_STATED TASK_
Find and copy every line of the records that contains the word "house". Case counts.

━━━━━ EXERCISE MATERIAL ━━━━━

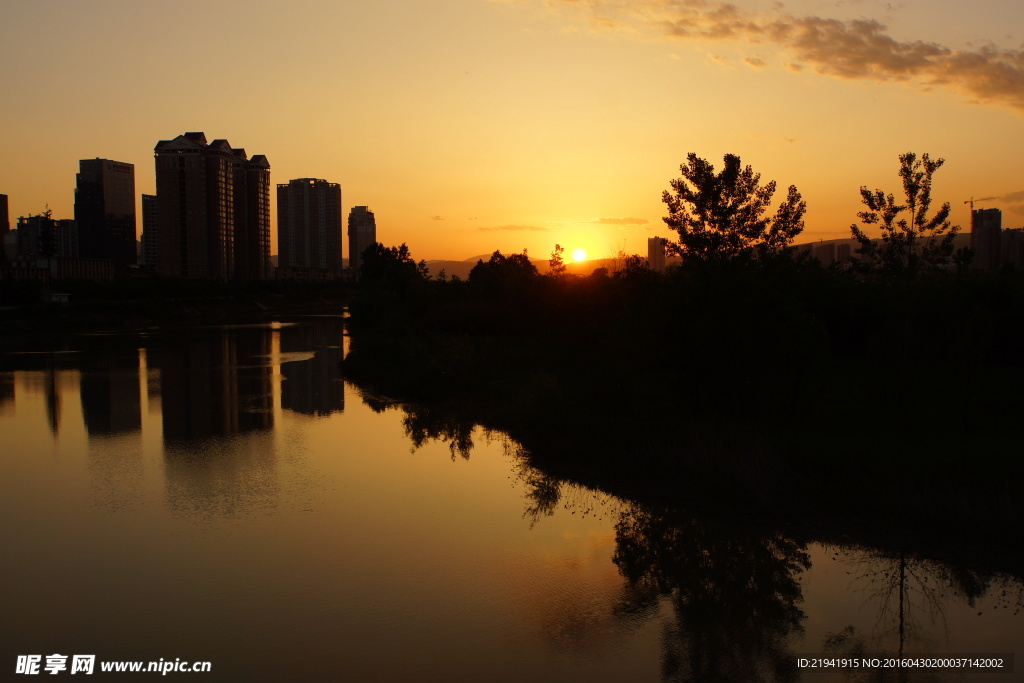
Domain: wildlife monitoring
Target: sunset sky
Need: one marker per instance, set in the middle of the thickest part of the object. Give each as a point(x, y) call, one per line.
point(474, 125)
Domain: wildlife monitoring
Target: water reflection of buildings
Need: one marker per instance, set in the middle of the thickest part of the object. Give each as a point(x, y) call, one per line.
point(6, 390)
point(215, 386)
point(313, 386)
point(110, 393)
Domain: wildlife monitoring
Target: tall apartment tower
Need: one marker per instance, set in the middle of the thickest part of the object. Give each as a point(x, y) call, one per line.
point(252, 217)
point(361, 233)
point(213, 209)
point(104, 210)
point(4, 225)
point(309, 225)
point(655, 253)
point(151, 232)
point(986, 226)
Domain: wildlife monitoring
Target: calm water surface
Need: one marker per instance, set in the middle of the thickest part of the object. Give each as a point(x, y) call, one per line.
point(223, 495)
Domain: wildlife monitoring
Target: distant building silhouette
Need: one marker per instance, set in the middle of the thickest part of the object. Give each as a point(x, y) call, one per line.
point(252, 217)
point(986, 228)
point(655, 253)
point(361, 233)
point(4, 225)
point(309, 228)
point(41, 236)
point(110, 393)
point(213, 210)
point(151, 232)
point(104, 210)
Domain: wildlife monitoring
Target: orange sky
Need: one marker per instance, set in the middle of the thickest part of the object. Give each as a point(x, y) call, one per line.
point(474, 125)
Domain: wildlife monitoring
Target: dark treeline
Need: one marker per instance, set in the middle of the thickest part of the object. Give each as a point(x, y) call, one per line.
point(774, 384)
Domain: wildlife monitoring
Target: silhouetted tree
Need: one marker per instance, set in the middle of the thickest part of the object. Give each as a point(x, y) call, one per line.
point(556, 264)
point(393, 265)
point(502, 272)
point(720, 217)
point(908, 245)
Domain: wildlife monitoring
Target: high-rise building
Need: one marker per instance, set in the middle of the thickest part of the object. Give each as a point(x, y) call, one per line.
point(361, 233)
point(41, 236)
point(4, 215)
point(655, 253)
point(151, 232)
point(4, 226)
point(252, 216)
point(213, 209)
point(309, 227)
point(104, 210)
point(986, 224)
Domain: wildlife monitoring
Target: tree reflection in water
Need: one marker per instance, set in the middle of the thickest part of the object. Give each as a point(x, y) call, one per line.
point(734, 592)
point(910, 596)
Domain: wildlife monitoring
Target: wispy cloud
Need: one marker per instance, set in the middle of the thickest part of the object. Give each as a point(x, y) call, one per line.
point(1016, 201)
point(858, 49)
point(536, 228)
point(621, 221)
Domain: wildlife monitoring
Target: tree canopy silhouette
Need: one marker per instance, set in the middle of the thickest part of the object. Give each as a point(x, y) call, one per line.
point(720, 216)
point(908, 245)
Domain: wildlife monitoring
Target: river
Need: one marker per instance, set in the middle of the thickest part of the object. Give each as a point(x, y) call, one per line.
point(222, 495)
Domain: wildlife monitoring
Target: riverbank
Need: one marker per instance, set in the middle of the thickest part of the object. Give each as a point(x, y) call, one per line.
point(132, 305)
point(869, 412)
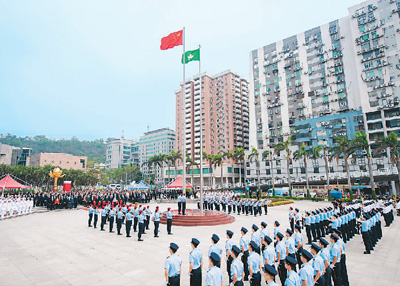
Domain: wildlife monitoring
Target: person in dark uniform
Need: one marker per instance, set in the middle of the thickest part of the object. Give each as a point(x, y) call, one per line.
point(195, 263)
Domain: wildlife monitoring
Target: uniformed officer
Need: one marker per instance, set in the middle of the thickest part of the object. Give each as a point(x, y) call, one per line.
point(156, 221)
point(128, 223)
point(244, 246)
point(169, 221)
point(236, 275)
point(195, 264)
point(228, 250)
point(90, 216)
point(214, 246)
point(214, 274)
point(173, 266)
point(254, 262)
point(293, 278)
point(306, 271)
point(141, 219)
point(269, 275)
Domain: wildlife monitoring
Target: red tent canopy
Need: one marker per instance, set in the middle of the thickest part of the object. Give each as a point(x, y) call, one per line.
point(9, 183)
point(178, 184)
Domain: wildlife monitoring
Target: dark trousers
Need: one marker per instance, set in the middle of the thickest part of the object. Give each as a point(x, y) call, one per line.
point(256, 279)
point(96, 218)
point(175, 281)
point(111, 223)
point(156, 225)
point(195, 278)
point(169, 225)
point(90, 220)
point(128, 226)
point(141, 230)
point(245, 265)
point(103, 222)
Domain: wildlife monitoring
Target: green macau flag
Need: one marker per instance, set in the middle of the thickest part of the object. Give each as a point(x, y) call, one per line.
point(192, 56)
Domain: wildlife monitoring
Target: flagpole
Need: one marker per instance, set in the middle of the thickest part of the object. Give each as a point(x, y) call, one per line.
point(201, 144)
point(183, 118)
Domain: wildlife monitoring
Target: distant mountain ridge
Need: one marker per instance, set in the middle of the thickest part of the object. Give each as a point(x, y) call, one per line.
point(95, 150)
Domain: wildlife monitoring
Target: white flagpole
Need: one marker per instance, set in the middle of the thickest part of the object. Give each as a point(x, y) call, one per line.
point(201, 143)
point(183, 118)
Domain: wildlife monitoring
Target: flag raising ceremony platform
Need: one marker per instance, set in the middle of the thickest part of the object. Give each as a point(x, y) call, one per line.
point(195, 217)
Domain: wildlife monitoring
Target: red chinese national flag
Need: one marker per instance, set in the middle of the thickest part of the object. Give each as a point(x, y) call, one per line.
point(172, 40)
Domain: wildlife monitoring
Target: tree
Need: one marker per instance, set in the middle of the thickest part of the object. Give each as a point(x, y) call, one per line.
point(231, 155)
point(360, 143)
point(254, 157)
point(267, 155)
point(241, 158)
point(285, 146)
point(343, 149)
point(390, 142)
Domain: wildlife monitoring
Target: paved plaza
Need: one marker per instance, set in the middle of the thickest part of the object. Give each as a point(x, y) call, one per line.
point(57, 248)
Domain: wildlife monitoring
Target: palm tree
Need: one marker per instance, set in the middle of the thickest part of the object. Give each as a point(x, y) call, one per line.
point(390, 142)
point(175, 156)
point(267, 155)
point(302, 154)
point(343, 148)
point(241, 158)
point(285, 146)
point(218, 161)
point(360, 142)
point(231, 155)
point(254, 156)
point(315, 154)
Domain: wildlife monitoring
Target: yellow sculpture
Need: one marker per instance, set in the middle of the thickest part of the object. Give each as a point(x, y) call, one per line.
point(56, 173)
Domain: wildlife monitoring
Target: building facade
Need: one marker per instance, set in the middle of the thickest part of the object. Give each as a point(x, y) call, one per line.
point(62, 160)
point(12, 156)
point(335, 79)
point(121, 153)
point(160, 141)
point(219, 106)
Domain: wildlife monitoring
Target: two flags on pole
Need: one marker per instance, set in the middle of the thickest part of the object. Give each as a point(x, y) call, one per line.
point(176, 39)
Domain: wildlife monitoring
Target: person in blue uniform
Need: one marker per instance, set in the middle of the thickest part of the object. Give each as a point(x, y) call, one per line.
point(228, 250)
point(214, 274)
point(237, 271)
point(173, 266)
point(128, 223)
point(195, 263)
point(280, 254)
point(156, 221)
point(90, 216)
point(306, 271)
point(244, 246)
point(293, 278)
point(254, 262)
point(169, 221)
point(141, 219)
point(215, 248)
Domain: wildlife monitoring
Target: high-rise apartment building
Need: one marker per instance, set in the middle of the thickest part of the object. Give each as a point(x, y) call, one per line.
point(335, 79)
point(219, 106)
point(121, 153)
point(160, 141)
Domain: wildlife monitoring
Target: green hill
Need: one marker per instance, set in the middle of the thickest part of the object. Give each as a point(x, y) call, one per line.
point(94, 150)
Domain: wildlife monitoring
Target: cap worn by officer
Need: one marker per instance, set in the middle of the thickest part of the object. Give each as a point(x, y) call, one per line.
point(267, 239)
point(270, 270)
point(215, 238)
point(195, 242)
point(307, 255)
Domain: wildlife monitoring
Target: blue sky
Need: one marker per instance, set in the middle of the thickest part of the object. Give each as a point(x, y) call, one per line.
point(93, 68)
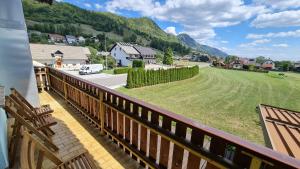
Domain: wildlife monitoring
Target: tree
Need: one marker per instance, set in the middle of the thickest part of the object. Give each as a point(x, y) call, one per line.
point(230, 59)
point(159, 58)
point(261, 59)
point(168, 57)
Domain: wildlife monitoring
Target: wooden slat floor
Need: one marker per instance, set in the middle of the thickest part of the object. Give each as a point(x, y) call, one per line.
point(75, 135)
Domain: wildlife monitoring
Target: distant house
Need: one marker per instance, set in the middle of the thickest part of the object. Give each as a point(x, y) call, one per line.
point(125, 53)
point(237, 64)
point(147, 54)
point(71, 39)
point(81, 39)
point(200, 58)
point(297, 66)
point(59, 56)
point(251, 61)
point(268, 65)
point(103, 53)
point(57, 38)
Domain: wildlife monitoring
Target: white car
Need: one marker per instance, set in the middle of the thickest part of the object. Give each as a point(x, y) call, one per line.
point(90, 69)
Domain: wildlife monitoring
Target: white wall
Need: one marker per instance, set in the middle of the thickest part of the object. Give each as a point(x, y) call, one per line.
point(119, 54)
point(16, 69)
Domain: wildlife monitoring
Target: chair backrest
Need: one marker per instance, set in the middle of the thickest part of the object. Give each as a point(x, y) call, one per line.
point(16, 110)
point(32, 148)
point(20, 97)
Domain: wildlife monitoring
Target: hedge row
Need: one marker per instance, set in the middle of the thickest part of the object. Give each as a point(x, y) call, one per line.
point(121, 70)
point(249, 70)
point(141, 77)
point(138, 64)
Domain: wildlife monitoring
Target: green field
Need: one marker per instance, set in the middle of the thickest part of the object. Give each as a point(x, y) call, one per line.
point(225, 99)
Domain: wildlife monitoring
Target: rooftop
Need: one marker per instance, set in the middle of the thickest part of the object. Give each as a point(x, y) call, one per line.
point(42, 51)
point(281, 129)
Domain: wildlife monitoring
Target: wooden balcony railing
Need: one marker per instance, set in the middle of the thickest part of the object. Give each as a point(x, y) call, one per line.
point(158, 138)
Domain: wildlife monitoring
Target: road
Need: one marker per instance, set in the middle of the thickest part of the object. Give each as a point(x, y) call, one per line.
point(107, 80)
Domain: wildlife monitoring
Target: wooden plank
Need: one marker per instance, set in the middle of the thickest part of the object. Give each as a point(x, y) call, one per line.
point(127, 129)
point(165, 144)
point(153, 138)
point(135, 132)
point(178, 151)
point(120, 124)
point(143, 140)
point(114, 120)
point(144, 135)
point(109, 116)
point(197, 138)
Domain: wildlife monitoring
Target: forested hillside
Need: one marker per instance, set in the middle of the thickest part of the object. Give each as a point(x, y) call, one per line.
point(64, 19)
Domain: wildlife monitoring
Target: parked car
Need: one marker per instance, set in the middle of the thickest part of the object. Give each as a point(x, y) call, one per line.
point(90, 69)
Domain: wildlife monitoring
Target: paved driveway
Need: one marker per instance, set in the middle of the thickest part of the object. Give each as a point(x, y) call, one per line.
point(107, 80)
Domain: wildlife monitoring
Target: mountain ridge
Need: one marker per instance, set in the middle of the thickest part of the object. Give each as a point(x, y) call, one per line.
point(190, 42)
point(143, 30)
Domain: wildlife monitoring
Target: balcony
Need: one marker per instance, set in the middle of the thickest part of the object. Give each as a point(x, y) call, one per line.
point(122, 132)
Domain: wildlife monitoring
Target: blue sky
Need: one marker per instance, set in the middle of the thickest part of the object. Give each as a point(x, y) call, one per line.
point(247, 28)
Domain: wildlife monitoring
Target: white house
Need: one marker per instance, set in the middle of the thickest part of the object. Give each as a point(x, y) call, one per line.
point(125, 53)
point(59, 56)
point(81, 39)
point(71, 39)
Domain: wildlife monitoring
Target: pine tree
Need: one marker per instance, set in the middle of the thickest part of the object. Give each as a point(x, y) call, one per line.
point(168, 57)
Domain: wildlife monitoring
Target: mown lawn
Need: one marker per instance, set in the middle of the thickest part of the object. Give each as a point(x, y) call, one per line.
point(225, 99)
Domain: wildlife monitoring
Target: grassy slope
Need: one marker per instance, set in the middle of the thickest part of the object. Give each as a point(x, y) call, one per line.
point(225, 99)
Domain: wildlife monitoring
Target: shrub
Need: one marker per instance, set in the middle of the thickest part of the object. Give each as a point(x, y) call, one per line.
point(141, 77)
point(121, 70)
point(138, 64)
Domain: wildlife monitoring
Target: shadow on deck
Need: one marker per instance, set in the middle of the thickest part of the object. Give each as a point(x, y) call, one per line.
point(74, 135)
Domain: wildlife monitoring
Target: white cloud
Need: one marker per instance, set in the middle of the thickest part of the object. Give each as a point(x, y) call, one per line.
point(280, 19)
point(255, 43)
point(98, 6)
point(295, 33)
point(279, 4)
point(198, 18)
point(171, 30)
point(283, 45)
point(87, 5)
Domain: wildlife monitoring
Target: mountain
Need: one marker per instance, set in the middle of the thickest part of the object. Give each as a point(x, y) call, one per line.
point(190, 42)
point(64, 18)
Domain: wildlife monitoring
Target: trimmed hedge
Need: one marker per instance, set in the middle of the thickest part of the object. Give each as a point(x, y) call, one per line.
point(141, 77)
point(121, 70)
point(138, 64)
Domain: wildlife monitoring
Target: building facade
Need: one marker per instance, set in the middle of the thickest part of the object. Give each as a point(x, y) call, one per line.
point(60, 56)
point(125, 53)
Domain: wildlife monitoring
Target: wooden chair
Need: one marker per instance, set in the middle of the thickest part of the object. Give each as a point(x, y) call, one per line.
point(20, 124)
point(32, 148)
point(44, 109)
point(42, 122)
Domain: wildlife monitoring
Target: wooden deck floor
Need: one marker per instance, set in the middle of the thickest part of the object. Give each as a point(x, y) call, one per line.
point(74, 135)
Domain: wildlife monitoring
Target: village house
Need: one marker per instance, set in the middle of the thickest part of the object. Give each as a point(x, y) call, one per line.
point(80, 39)
point(268, 65)
point(297, 66)
point(237, 64)
point(59, 56)
point(56, 38)
point(125, 53)
point(71, 39)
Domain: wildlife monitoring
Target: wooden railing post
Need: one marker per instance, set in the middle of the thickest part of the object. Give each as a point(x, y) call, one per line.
point(101, 109)
point(65, 87)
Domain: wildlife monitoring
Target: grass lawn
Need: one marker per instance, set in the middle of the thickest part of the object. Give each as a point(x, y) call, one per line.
point(225, 99)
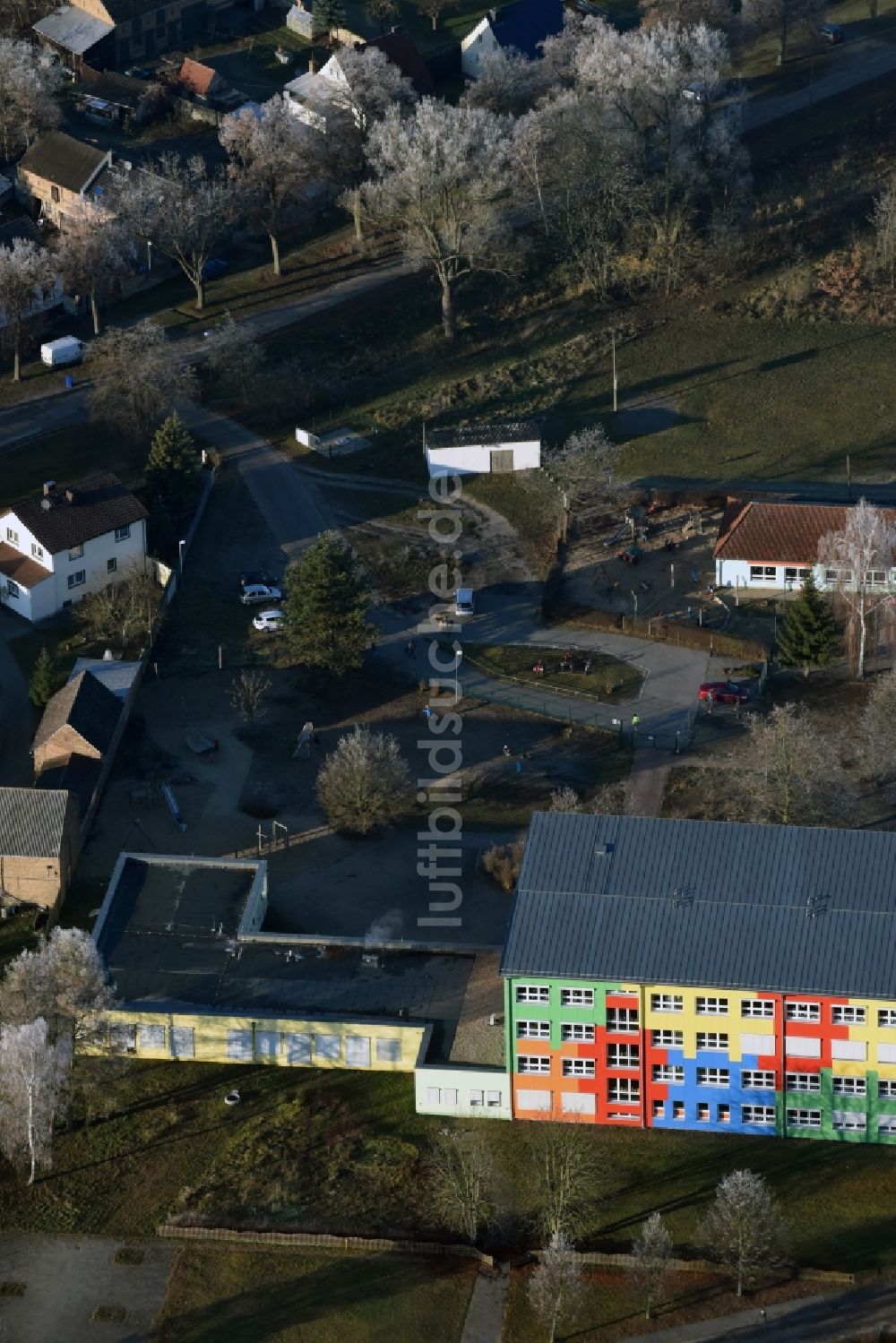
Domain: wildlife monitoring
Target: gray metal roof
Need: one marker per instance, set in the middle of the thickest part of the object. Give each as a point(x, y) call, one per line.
point(32, 822)
point(643, 900)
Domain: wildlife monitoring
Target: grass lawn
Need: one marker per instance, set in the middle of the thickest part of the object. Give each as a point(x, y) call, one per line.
point(239, 1295)
point(607, 678)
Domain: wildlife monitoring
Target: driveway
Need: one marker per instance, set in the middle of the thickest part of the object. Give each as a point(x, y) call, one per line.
point(67, 1278)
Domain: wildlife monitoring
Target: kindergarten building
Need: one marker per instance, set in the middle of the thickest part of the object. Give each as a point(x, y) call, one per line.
point(657, 974)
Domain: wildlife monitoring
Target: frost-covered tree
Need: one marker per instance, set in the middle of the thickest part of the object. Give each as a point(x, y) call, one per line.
point(440, 180)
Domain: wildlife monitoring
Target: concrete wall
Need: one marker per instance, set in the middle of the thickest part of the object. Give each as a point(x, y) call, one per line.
point(477, 458)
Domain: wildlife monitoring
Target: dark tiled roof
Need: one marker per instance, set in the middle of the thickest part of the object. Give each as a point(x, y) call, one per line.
point(101, 504)
point(402, 53)
point(641, 900)
point(466, 435)
point(32, 822)
point(527, 23)
point(78, 777)
point(88, 707)
point(21, 568)
point(767, 532)
point(62, 160)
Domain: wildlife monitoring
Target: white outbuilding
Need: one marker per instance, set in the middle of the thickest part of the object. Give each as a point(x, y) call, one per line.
point(478, 449)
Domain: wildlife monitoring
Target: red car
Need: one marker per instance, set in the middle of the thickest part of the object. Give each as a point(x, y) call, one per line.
point(723, 692)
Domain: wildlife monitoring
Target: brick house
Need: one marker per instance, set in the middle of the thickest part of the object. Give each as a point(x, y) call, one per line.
point(38, 844)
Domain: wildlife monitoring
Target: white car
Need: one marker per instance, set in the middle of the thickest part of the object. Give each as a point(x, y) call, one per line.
point(260, 592)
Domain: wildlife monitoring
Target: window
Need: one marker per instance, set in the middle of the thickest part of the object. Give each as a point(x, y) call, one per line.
point(578, 1066)
point(761, 1114)
point(624, 1055)
point(183, 1042)
point(804, 1117)
point(578, 1103)
point(758, 1080)
point(622, 1018)
point(848, 1015)
point(668, 1073)
point(266, 1044)
point(804, 1081)
point(297, 1046)
point(533, 1098)
point(532, 993)
point(239, 1045)
point(533, 1063)
point(358, 1050)
point(804, 1012)
point(389, 1050)
point(713, 1077)
point(848, 1120)
point(849, 1085)
point(576, 997)
point(624, 1089)
point(533, 1030)
point(576, 1030)
point(151, 1037)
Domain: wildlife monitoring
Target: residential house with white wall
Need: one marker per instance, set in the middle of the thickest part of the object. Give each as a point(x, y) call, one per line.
point(767, 546)
point(67, 543)
point(479, 449)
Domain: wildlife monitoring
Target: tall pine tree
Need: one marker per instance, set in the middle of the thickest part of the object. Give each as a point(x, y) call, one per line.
point(325, 607)
point(809, 637)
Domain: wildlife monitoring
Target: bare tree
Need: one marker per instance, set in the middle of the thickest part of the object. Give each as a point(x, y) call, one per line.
point(34, 1076)
point(371, 83)
point(234, 355)
point(91, 255)
point(26, 279)
point(790, 772)
point(651, 1251)
point(30, 80)
point(782, 18)
point(137, 377)
point(365, 782)
point(883, 220)
point(555, 1288)
point(858, 563)
point(461, 1179)
point(440, 180)
point(246, 694)
point(568, 1175)
point(743, 1229)
point(183, 209)
point(273, 158)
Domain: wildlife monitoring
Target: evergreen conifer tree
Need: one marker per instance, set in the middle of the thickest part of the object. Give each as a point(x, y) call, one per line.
point(42, 685)
point(809, 637)
point(325, 607)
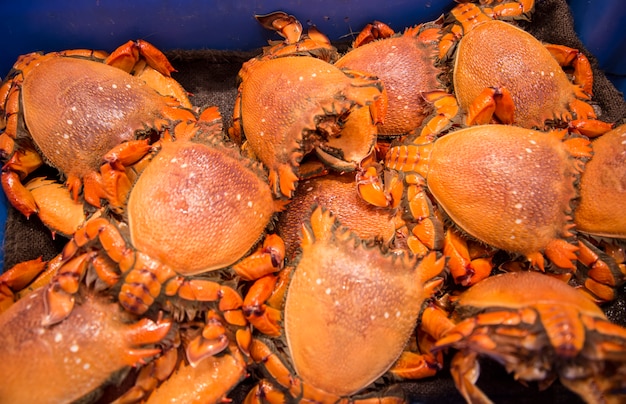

━━━━━

_OUTPUT FOR THIS EXERCISE_
Target: distant house
Target: white house
Target: village house
Target: brick house
Target: residential house with white wall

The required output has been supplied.